▶ Set of tasks
• A. From the text on the Spectral Marine Energy Converter, list every body named as a co-sponsor of the Severn Embryonic Technology Scheme.
• B. Find each line of the listing that contains the string "child", and copy out those lines.

The Spectral Marine Energy Converter (SMEC) converts the energy of moving water into electricity with complete indifference as to its periodicity. SMEC is a design technology that accelerates moving water between streamlined hollow vanes where its pressure drops, sucking water out through perforations in the vanes, creating a secondary flow across an axial flow turbine at a raised head drop under which the turbine works efficiently. SMEC is a 21st century application of the well-known 18th century Bernoulli’s theorem creating the fluid analogue of an electrical step-up transformer. SMEC concentrates the useless energy in a large volume of moving water at low pressure, into a sixth of the volume of water passing through a conventional axial-flow turbine at a six-fold amplified head drop.
By creating a slight rise in the upstream water level as a result of its operation, the marine energy converter is in effect a porous weir acting as a venturi pump. This induced head rise (typically around 1m) is amplified around six-fold across the conventional axial flow turbine inside the SMEC. All electrical apparatus can remain above water. It is inherently bi-directional and as no apparent head drop existed before deployment of the SMEC, it is marketed under the descriptive oxymoron of zero head power.
Following a successful Carbon Trust funded audit of SMEC technology by WS Atkins, VerdErg was identified by Department of Energy and Climate Change (DECC) as a renewable energy technology offering the potential for less impact on the natural environment than conventional barrages and lagoons when deployed across the Severn Estuary. As a result, SMEC was chosen to be one of three embryonic technologies which were studied between mid 2009 and early 2010 under the Severn Embryonic Technology Scheme (SETS).
SETS is a fund to support new Severn tidal power technologies, which are not developed technically enough for more detailed analysis but which may offer the potential for less impact on the natural environment than conventional barrages and lagoons. This funding programme was launched with the aim of:
• Developing new proposals to outline design stage
• Increasing confidence in their output, costs, impacts and technical feasibility
• Establishing a ‘route map’ to take to deployment stage proposals with the potential to generate significant amounts of energy affordably and with acceptable impacts on the natural environment and regional economy.
SETS was co-sponsored by DECC, the Department of Environment, Food and Rural Affairs, The South West Regional Development Agency and the Welsh Assembly Government. This project enabled VerdErg to present SMEC’s environmental credentials.
SMEC is porous and because water flows through it continuously, the tidal signal is preserved, which in turn ensures minimal impact on hydrodynamic and sedimentary regimes, and the aquatic life which they support. This is in complete contrast to the environmental footprint of a barrage. A barrage would permanently inundate around 75% of the upstream habitat for migratory wading birds, whereas SMEC would permanently inundate less than 10%.
The favourable economics of SMEC are a consequence of it only having to withstand the overturning moment of an upstream head rise of a couple of metres, compared with an approximate 10m tidal range of water held back behind a barrage, such as on the Severn estuary. A very much lighter and cheaper structure is needed for SMEC compared with a barrage. SMEC produces 80% of the power for less than half of the capital cost, with much less environmental impact, when compared with a barrage across the Severn estuary.
The cost effectiveness of the power output of SMEC is also helped by the fact that (compared with a conventional ebb-flow barrage of equivalent annual output) SMEC works over all four tidal quarter-cycles instead of less than two quarter-cycles in an ebb-flow barrage (no power is output from a barrage as the upstream lagoon is re-filling). Furthermore, only one sixth of the total tidal flow through a SMEC passes through the turbines, which are therefore much smaller, lighter and rotate at a higher speed than the monolithic horizontal bulb turbines typically specified for a barrage. This reduces gearbox size and cost.

(Location identification entries)
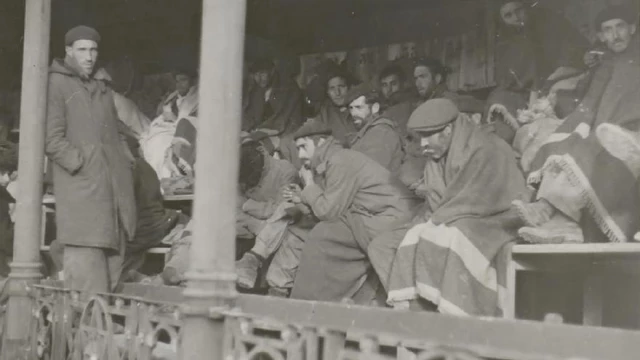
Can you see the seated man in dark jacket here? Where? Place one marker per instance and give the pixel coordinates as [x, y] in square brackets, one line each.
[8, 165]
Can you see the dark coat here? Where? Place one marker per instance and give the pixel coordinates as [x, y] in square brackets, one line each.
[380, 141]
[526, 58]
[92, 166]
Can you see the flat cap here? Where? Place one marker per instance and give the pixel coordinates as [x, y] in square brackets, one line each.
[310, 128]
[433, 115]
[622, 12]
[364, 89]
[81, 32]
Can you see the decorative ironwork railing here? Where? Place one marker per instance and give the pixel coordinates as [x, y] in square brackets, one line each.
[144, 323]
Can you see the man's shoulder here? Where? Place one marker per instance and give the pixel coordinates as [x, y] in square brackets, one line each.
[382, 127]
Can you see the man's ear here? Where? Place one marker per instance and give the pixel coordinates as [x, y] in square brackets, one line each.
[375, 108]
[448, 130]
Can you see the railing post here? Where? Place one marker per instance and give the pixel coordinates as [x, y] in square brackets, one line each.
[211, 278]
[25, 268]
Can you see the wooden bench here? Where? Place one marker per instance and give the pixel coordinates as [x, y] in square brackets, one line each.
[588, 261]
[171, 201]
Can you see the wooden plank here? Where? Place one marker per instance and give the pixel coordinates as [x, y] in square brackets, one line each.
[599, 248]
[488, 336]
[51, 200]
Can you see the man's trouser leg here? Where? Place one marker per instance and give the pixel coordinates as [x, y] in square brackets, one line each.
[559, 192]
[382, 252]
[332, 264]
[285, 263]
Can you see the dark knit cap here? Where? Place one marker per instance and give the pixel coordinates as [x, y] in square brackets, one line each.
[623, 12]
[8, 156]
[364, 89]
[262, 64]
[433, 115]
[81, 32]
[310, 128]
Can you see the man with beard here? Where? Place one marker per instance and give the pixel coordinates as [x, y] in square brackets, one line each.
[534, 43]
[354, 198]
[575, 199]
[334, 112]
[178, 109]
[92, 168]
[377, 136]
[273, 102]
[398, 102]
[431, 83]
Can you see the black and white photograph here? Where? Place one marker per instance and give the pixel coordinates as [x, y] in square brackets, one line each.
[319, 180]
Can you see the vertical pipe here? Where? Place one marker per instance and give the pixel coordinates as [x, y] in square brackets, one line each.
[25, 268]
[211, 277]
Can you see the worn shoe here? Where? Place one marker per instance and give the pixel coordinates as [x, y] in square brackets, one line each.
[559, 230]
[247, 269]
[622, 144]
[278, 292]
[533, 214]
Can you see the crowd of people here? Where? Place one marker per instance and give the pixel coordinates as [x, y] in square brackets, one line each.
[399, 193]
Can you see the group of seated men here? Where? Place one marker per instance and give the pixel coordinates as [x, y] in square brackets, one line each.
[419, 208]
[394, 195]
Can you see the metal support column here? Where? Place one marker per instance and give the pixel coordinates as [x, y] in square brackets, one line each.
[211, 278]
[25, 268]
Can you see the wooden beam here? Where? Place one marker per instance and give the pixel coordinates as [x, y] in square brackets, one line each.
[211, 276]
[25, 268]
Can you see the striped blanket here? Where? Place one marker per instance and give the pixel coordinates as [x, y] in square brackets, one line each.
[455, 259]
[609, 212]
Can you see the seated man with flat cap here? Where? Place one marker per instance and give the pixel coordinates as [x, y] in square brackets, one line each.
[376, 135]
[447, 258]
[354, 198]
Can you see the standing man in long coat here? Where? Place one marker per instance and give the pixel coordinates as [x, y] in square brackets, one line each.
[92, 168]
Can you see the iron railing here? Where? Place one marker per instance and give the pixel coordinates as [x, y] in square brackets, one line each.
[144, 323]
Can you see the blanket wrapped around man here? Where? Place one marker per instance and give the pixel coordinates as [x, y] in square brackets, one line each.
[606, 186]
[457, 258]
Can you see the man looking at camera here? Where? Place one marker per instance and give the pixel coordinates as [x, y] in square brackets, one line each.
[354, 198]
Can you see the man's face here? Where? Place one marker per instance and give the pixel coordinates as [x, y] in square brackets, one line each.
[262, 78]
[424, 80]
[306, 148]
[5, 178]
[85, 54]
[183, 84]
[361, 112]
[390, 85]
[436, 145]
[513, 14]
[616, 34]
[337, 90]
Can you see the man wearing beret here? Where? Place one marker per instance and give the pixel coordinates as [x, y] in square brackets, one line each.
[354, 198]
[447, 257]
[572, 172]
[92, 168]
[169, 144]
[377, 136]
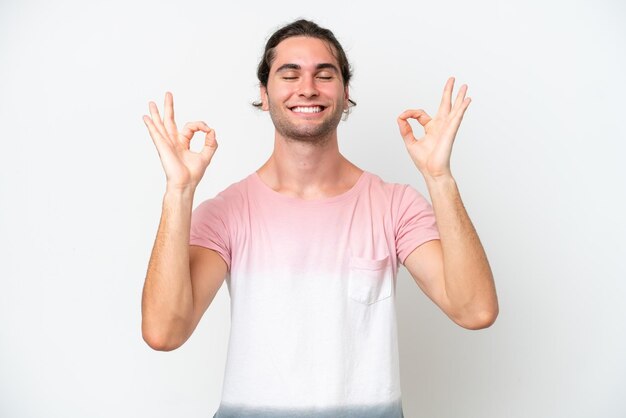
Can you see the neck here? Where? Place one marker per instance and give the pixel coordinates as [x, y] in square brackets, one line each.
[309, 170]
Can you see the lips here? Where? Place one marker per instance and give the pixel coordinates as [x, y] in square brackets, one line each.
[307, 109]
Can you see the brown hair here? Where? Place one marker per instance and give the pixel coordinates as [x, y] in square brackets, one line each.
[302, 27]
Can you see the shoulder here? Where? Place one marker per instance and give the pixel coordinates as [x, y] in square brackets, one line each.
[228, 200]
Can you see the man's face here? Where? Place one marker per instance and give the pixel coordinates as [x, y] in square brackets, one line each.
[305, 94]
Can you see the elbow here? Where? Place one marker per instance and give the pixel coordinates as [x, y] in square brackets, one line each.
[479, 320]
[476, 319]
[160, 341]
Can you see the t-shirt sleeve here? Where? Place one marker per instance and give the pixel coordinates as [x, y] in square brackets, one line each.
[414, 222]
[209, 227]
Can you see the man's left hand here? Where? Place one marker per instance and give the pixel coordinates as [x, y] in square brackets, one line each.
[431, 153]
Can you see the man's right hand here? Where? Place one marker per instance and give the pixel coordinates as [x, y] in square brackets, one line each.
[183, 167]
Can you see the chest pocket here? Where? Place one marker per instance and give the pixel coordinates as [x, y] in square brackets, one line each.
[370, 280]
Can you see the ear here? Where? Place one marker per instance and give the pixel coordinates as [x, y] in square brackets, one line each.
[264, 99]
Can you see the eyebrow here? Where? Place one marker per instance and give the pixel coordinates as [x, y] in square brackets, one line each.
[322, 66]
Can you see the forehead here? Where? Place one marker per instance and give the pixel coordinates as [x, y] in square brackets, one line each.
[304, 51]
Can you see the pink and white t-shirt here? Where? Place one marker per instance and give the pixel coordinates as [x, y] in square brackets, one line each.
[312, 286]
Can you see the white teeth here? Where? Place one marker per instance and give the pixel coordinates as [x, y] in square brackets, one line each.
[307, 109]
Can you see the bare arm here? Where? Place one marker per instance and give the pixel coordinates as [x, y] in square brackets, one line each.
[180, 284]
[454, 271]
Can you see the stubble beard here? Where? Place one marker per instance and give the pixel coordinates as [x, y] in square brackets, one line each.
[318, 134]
---
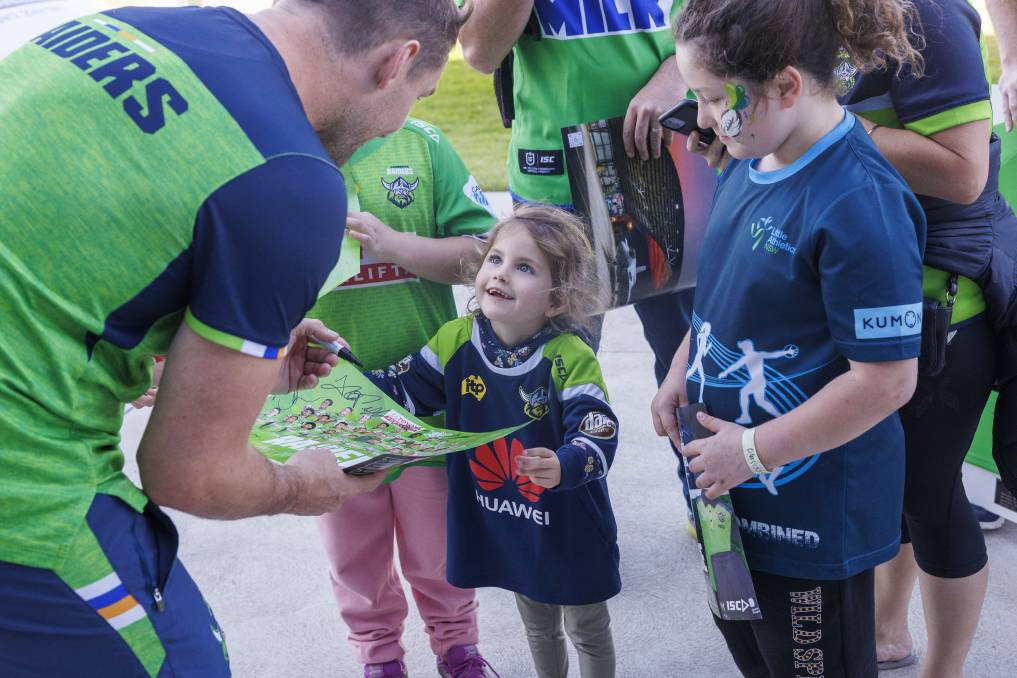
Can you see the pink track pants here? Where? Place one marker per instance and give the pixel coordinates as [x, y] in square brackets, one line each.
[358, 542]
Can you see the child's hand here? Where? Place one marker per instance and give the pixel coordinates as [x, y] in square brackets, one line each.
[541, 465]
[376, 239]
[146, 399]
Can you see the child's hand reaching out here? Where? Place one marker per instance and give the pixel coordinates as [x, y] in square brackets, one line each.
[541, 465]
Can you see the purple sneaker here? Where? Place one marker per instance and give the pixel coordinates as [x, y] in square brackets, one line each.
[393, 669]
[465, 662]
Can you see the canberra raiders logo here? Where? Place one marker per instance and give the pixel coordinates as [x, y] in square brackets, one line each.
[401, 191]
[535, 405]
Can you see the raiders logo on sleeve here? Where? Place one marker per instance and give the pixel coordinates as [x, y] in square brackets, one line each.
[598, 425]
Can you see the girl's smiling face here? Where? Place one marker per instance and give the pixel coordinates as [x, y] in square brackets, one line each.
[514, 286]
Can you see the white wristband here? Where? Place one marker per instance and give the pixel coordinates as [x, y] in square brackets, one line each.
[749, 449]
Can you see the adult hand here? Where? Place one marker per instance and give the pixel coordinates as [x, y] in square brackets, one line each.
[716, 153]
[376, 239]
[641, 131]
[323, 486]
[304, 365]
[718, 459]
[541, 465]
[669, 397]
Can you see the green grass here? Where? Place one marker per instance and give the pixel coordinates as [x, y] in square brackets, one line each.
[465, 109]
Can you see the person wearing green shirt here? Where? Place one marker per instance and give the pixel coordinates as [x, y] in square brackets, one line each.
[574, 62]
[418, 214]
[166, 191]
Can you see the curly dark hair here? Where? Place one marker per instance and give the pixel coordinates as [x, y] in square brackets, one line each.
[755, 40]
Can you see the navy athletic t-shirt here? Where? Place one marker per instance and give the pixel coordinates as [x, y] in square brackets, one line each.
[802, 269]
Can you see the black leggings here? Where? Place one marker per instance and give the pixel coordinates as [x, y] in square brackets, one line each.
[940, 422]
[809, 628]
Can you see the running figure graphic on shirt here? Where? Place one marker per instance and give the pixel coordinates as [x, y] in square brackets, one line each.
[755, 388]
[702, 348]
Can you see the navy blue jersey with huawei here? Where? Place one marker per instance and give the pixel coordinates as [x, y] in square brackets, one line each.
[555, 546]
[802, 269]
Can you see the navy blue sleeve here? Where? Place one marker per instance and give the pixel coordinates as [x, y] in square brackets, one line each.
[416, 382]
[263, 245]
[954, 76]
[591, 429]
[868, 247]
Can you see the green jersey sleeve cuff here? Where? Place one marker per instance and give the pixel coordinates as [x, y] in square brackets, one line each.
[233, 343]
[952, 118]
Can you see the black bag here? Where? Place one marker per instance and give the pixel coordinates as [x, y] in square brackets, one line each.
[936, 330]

▶ Solutions to the tasks
• A.
- DECC
- the Department of Environment, Food and Rural Affairs
- The South West Regional Development Agency
- the Welsh Assembly Government

• B.
Can you see the child's hand here? Where? Place one marker per instance and give the pixel coordinates as [x, y] in square brackets, one line each.
Can you see the child's hand reaching out here? Where? Place one marker per instance and give the pixel coordinates as [x, y] in square brackets, one line each.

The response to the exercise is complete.